What you need to do:
What lines below contain the word "uniform"? Please pull each one out.

•••

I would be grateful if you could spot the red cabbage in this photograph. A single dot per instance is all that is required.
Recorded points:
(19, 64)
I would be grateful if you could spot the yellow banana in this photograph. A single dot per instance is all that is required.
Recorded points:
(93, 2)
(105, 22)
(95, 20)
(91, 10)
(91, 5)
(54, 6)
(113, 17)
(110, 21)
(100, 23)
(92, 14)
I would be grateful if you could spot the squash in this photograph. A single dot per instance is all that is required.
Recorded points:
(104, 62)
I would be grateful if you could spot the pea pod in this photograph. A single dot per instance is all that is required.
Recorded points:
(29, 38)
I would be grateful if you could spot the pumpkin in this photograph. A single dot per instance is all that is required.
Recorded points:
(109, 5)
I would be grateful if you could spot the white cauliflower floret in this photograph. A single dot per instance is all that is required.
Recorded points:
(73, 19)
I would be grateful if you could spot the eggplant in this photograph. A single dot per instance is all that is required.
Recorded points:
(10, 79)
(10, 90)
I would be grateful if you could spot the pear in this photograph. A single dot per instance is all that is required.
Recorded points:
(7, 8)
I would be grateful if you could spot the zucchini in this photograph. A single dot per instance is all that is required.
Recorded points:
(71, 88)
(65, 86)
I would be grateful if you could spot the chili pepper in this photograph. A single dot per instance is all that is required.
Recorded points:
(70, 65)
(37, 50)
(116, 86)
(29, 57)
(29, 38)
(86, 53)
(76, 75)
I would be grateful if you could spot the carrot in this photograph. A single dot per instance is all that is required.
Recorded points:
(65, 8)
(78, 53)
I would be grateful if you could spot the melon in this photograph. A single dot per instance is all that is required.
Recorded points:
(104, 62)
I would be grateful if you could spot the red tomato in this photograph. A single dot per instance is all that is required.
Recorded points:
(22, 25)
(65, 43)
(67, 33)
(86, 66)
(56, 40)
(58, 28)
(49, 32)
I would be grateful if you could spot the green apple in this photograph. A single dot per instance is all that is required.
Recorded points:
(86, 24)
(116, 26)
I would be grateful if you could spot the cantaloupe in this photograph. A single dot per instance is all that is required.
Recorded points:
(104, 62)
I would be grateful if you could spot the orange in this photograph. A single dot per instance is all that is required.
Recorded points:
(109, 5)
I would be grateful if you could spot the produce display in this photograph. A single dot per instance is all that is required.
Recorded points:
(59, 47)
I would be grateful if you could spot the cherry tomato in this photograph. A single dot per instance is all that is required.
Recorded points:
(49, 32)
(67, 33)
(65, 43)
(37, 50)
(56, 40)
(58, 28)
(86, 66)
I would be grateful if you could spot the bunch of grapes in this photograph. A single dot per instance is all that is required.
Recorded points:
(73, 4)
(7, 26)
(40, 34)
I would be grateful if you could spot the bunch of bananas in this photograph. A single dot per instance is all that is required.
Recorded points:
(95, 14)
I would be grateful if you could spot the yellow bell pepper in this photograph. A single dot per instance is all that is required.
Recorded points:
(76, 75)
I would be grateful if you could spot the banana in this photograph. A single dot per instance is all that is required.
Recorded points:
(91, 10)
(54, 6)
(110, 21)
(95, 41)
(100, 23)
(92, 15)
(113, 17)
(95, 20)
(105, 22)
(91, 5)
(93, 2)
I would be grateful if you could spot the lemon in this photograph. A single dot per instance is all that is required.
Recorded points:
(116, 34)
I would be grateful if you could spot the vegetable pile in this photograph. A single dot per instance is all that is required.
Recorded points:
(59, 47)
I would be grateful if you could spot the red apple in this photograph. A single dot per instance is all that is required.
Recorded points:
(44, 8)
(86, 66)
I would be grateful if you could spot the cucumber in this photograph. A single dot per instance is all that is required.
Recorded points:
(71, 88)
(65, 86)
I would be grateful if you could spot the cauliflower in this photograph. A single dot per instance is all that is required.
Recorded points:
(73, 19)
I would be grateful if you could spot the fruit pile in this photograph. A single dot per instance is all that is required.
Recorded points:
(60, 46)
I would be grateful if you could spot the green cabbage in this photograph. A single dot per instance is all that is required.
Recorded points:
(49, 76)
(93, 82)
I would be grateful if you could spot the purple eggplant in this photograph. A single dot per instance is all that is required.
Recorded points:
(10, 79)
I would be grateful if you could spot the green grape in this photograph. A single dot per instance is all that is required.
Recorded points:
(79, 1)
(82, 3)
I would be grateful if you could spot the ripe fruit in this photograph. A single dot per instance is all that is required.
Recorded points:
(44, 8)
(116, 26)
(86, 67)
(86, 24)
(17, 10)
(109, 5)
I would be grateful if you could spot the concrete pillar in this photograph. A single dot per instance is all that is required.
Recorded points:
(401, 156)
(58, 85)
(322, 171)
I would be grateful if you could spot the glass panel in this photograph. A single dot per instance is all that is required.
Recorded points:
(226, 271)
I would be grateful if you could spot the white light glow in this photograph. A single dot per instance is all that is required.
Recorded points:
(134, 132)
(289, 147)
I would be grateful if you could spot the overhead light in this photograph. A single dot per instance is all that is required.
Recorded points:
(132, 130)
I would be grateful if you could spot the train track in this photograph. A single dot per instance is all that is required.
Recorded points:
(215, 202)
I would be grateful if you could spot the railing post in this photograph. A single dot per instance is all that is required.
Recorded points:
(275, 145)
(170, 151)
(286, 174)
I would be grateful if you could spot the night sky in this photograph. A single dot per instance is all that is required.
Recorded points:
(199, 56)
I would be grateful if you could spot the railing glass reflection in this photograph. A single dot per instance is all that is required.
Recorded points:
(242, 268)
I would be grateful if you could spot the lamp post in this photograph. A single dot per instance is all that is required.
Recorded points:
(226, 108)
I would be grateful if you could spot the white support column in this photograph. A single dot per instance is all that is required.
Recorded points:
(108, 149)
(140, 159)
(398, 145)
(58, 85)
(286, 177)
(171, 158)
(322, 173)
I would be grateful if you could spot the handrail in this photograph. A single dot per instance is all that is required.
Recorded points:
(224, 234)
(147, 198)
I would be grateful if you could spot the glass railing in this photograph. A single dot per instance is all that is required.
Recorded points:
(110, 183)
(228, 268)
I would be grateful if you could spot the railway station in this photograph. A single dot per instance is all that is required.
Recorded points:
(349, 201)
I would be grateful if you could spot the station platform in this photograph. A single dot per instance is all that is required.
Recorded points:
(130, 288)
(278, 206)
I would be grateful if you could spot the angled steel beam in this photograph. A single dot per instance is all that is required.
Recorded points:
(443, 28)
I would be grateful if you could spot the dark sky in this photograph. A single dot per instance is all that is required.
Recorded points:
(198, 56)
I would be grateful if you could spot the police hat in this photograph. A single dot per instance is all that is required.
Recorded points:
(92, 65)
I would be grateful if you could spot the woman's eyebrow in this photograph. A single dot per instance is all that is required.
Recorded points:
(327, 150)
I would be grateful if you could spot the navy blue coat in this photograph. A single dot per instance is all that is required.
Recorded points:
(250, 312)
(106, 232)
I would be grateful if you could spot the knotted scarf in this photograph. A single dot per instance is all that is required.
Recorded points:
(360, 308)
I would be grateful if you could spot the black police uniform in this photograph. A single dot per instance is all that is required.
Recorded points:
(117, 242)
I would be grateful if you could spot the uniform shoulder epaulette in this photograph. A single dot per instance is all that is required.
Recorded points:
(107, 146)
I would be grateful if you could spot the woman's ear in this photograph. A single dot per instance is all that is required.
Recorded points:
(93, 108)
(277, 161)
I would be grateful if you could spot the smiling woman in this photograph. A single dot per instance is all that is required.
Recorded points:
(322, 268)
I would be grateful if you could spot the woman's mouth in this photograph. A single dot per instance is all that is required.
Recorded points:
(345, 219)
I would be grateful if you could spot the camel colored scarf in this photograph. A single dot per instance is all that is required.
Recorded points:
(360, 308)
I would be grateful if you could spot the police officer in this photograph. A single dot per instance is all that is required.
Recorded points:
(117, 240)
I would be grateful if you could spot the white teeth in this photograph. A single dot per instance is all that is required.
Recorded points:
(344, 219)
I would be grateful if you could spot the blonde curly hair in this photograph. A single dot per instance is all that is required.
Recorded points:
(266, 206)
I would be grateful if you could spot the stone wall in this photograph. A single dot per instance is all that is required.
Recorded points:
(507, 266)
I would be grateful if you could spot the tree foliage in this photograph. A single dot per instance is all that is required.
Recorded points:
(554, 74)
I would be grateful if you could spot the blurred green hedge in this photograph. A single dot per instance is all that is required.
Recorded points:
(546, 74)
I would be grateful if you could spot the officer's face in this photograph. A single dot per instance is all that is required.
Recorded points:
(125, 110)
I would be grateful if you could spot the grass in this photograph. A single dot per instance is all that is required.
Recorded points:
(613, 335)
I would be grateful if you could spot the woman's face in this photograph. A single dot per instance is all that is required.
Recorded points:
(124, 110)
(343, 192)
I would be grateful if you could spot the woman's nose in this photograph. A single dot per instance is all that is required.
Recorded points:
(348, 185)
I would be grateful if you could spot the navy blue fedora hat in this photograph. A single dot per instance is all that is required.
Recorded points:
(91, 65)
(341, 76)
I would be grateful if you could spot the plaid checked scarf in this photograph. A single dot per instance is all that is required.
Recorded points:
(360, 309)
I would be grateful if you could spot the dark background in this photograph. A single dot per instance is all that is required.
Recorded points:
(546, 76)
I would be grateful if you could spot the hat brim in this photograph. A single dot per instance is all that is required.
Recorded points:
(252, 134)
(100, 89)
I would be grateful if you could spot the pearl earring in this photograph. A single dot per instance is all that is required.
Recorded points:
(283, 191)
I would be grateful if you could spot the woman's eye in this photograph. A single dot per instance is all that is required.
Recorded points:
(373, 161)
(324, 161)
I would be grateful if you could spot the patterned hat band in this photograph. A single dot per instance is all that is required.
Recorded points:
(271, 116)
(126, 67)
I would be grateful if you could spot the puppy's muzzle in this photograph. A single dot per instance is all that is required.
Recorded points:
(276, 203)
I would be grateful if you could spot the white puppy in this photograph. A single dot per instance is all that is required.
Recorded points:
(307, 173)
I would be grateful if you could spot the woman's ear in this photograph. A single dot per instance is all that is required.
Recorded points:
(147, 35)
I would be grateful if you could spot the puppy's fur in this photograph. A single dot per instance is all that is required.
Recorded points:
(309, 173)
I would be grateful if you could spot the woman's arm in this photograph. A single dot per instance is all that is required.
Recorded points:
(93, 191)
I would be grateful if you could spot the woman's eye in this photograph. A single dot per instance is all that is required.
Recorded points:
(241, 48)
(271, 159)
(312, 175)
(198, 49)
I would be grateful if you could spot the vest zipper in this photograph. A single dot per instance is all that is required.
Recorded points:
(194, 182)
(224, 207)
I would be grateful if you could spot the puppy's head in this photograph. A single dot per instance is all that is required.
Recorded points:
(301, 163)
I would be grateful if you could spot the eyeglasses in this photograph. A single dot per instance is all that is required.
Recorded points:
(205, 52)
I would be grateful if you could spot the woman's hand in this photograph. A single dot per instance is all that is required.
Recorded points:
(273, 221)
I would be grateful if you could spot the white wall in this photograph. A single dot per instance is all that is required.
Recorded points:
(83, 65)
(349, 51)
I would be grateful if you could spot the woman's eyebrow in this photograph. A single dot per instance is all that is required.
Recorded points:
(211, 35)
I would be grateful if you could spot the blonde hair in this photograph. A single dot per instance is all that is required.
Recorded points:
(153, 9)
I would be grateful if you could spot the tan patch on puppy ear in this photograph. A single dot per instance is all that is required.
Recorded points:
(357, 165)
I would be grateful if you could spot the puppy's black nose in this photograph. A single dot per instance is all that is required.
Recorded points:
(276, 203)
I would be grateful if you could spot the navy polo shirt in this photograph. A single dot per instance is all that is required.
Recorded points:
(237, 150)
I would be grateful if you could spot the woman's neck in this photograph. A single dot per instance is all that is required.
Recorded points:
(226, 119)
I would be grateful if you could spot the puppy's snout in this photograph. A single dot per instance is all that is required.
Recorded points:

•••

Result:
I would be grateful if you could spot the black police uniform in this photograph. A single dot per instance is all that is required.
I would be grateful if you could spot the uniform shoulder epaulette in this photograph. A single dot per instance is all that is required.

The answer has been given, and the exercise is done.